In the listing below, find each line with the string "rough" and return it.
======
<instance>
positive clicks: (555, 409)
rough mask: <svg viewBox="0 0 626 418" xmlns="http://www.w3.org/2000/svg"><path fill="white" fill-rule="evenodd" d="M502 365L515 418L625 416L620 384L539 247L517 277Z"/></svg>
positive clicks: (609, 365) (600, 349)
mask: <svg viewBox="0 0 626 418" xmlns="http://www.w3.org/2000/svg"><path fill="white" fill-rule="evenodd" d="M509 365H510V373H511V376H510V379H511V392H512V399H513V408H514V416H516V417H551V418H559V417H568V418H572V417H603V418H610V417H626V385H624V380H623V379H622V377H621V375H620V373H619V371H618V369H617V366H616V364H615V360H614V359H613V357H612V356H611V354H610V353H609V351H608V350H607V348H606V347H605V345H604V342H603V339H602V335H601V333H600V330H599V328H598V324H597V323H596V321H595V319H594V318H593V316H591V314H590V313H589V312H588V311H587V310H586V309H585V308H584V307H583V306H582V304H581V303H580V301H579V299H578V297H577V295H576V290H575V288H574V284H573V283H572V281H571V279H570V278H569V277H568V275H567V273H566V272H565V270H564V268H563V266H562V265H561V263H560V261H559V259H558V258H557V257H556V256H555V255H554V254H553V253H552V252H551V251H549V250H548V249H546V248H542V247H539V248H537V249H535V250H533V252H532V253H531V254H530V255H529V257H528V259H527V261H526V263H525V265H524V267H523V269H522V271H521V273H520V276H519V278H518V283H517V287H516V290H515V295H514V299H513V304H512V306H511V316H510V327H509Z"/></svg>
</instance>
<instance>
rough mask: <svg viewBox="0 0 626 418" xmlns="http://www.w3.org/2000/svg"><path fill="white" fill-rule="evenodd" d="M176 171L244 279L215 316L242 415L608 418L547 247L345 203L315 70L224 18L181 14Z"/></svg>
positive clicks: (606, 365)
======
_ANSWER FOR THIS EXERCISE_.
rough mask: <svg viewBox="0 0 626 418" xmlns="http://www.w3.org/2000/svg"><path fill="white" fill-rule="evenodd" d="M502 365L515 418L625 416L620 384L539 247L517 277Z"/></svg>
rough mask: <svg viewBox="0 0 626 418" xmlns="http://www.w3.org/2000/svg"><path fill="white" fill-rule="evenodd" d="M176 171L244 279L215 316L242 415L608 418L547 247L345 203L315 70L224 18L181 14Z"/></svg>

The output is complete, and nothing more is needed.